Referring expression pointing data
════════════════════

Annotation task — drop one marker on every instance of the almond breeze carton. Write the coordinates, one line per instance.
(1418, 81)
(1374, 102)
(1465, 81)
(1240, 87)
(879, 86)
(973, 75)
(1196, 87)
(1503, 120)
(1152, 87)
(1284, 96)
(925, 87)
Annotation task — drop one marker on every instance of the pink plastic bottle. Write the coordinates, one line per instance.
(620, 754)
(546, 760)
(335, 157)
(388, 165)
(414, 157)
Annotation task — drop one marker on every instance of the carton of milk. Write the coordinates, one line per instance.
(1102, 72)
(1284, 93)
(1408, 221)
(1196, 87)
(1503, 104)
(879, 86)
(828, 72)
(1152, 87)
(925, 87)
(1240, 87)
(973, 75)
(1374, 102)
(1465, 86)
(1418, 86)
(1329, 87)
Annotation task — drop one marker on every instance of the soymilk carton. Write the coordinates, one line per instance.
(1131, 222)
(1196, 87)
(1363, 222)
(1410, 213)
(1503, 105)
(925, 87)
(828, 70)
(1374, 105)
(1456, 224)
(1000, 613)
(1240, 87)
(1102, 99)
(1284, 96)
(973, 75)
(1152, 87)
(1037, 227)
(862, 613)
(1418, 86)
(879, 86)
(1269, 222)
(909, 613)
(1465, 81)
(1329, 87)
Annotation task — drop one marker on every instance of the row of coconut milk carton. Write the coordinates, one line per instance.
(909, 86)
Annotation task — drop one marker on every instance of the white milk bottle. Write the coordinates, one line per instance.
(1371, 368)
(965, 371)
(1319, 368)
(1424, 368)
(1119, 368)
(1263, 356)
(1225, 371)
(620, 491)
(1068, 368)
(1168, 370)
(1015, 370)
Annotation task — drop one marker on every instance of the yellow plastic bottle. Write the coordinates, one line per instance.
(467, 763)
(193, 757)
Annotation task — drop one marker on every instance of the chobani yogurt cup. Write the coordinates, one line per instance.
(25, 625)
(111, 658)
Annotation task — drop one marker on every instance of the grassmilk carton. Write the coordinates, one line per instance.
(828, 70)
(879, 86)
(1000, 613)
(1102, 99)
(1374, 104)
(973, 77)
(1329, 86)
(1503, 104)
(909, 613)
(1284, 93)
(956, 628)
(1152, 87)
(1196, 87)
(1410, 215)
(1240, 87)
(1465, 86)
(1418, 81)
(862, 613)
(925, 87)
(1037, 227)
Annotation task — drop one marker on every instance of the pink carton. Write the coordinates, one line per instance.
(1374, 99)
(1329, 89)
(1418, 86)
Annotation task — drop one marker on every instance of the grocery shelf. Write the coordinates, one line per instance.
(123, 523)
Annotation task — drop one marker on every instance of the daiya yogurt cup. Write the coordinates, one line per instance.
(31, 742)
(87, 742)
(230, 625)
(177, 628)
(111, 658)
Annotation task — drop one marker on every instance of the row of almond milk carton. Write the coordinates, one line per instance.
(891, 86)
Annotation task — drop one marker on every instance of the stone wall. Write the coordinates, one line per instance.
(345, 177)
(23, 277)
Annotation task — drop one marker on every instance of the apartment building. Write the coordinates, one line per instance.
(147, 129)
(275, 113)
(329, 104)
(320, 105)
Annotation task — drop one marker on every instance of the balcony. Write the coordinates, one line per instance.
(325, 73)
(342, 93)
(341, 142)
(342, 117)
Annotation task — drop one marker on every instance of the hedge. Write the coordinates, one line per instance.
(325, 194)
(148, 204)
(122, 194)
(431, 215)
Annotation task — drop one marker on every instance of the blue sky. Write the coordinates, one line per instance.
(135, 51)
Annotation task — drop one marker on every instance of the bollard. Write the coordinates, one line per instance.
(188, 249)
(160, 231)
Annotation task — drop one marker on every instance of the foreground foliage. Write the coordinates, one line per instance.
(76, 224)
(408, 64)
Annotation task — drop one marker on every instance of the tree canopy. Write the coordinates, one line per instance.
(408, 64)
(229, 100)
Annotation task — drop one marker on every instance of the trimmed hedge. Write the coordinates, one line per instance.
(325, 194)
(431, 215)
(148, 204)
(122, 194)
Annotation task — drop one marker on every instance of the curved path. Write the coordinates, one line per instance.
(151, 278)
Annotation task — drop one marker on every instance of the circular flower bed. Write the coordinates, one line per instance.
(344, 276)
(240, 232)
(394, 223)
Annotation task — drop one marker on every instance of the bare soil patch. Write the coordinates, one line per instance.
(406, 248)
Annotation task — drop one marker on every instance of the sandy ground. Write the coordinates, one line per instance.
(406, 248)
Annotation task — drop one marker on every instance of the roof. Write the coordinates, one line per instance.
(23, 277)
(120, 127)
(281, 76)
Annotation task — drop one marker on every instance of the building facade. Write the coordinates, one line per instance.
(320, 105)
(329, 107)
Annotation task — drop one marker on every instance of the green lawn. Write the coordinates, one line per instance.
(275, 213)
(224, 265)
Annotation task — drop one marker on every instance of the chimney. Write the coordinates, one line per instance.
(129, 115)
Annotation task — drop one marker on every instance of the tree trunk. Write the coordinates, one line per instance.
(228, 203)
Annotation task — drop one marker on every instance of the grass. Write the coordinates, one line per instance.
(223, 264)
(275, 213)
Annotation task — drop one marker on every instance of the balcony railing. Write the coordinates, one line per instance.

════════════════════

The data above is to be restated line for line, word for word.

• **YOUR RESPONSE**:
Annotation task — drop one marker on every instance of the almond breeze carton. Write the coordinates, one line per instance.
(1418, 81)
(1374, 102)
(1465, 81)
(1240, 87)
(879, 86)
(973, 75)
(1196, 87)
(1503, 120)
(1152, 87)
(1284, 96)
(925, 87)
Annotation task — drop one marker on every instance of the pink plastic bottle. Write the coordinates, one line per instance.
(620, 754)
(546, 760)
(335, 157)
(388, 165)
(414, 157)
Annotation task — drop one marker on every instance of the carton of milk. Write the coordinates, one line per instance.
(1102, 72)
(1284, 93)
(1408, 221)
(1196, 87)
(1503, 104)
(879, 86)
(828, 72)
(1152, 87)
(925, 87)
(1240, 87)
(973, 75)
(1374, 102)
(1465, 86)
(1418, 86)
(1329, 87)
Annotation task — drop one marker on every instance of the soymilk carton. Write the coordinates, one line per instance.
(1131, 222)
(1196, 87)
(1363, 222)
(1410, 213)
(1503, 105)
(925, 87)
(828, 70)
(1374, 105)
(1456, 224)
(1000, 613)
(1240, 87)
(1102, 99)
(1284, 96)
(973, 75)
(1152, 87)
(1037, 227)
(862, 613)
(1418, 86)
(879, 86)
(1269, 222)
(909, 613)
(1465, 81)
(1329, 87)
Annotation task — drop one marker on every instance of the row of coconut milk carton. Write the coordinates, one line per instance.
(909, 86)
Annotation task — drop one marker on every instance of the white milk bottle. Write the coordinates, one line per instance.
(1371, 368)
(965, 371)
(1319, 368)
(1424, 368)
(1119, 368)
(1263, 356)
(1225, 371)
(620, 491)
(1068, 368)
(1168, 370)
(1015, 370)
Annotation task — drop one marker on every instance of the yellow plastic bottle. Write the coordinates, one line per instance.
(467, 763)
(193, 757)
Annotation task — drop one marker on every instance of the chobani yogurt cup. Write the coordinates, one line per instance.
(25, 625)
(111, 658)
Annotation task — drop one marker on every instance of the grassmilk carton. Write the coordinates, one line per instance.
(828, 70)
(879, 86)
(1000, 613)
(1102, 99)
(1374, 104)
(973, 77)
(1329, 86)
(1503, 104)
(909, 613)
(1284, 93)
(956, 628)
(1152, 87)
(1196, 87)
(1410, 215)
(1240, 87)
(1465, 86)
(1418, 81)
(862, 613)
(925, 87)
(1037, 227)
Annotation task — drop one marker on every instance of the pink carton. Write the coordinates, one line per instance.
(1374, 99)
(1329, 89)
(1418, 86)
Annotation task — drop one marker on every instance of the grocery shelf. Write the coordinates, one line per instance.
(123, 523)
Annotation task — drop one marker on every instance of the daiya yogurt cup. Write the coordinates, one line per instance.
(31, 742)
(87, 742)
(230, 625)
(177, 628)
(111, 658)
Annotation task — drop one marker on every instance of the row of almond milk carton. Write the coordinates, one line per instance.
(891, 86)
Annotation task — drop one marker on every instance of the stone wall. Write the coordinates, one line per instance.
(345, 177)
(23, 277)
Annotation task — drop one marker on every instance of the apartment building. Write the coordinates, one line per instance.
(147, 129)
(275, 113)
(329, 104)
(320, 105)
Annotation task — drop one marker on every instance of the balcony. Write the coordinates, one line per instance.
(325, 73)
(342, 93)
(341, 142)
(342, 117)
Annotation task — drop one marker on every instance of the hedge. Write the coordinates, one line per instance.
(325, 194)
(148, 204)
(122, 194)
(431, 215)
Annotation task — drop one marker on every instance of the blue sky. Write the coordinates, one line per instance.
(135, 51)
Annotation task — drop one marker on every instance of the bollard. Write the coordinates, one line per instance.
(188, 249)
(160, 231)
Annotation task — drop one marker on every instance of the foreground foliage. Write the coordinates, one line per instance.
(76, 224)
(408, 64)
Annotation task — drop one marker on every instance of the tree canopy. Write the coordinates, one line per instance.
(408, 64)
(229, 100)
Annotation task — drop one marker on every instance of the trimmed hedge. Write the coordinates, one line per instance.
(325, 194)
(431, 215)
(148, 204)
(122, 194)
Annotation task — drop one marker on every instance of the curved path. Write the coordinates, one line per instance.
(151, 278)
Annotation task — drop one marker on every instance of the circular flower bed. Write the coordinates, one line per instance.
(344, 276)
(240, 232)
(394, 223)
Annotation task — drop one marker on every instance of the bare soil patch. Write the coordinates, one line per instance.
(406, 248)
Annotation task — drop one marker on every instance of the sandy ground. Write the coordinates, one line per instance.
(406, 248)
Annotation task — drop one marker on every instance of the roof. Write the coordinates, one line per instance.
(23, 277)
(120, 127)
(281, 76)
Annotation task — drop one marker on every instance of the building facade. Write the coordinates, one line per instance.
(320, 105)
(329, 107)
Annotation task — drop one marker on every instance of the green lawn. Write the coordinates, one line per instance.
(275, 213)
(224, 265)
Annotation task — drop one marker on every instance of the chimney. Write the coordinates, one line per instance.
(129, 115)
Annotation task — drop one marker on every instance of the tree trunk. Write the coordinates, one line per instance.
(228, 203)
Annotation task — drop one marker on every instance of the grass. Write the coordinates, one line per instance.
(223, 264)
(275, 213)
Annotation task — drop one marker on every instance of the balcony railing. Write the coordinates, one line per instance.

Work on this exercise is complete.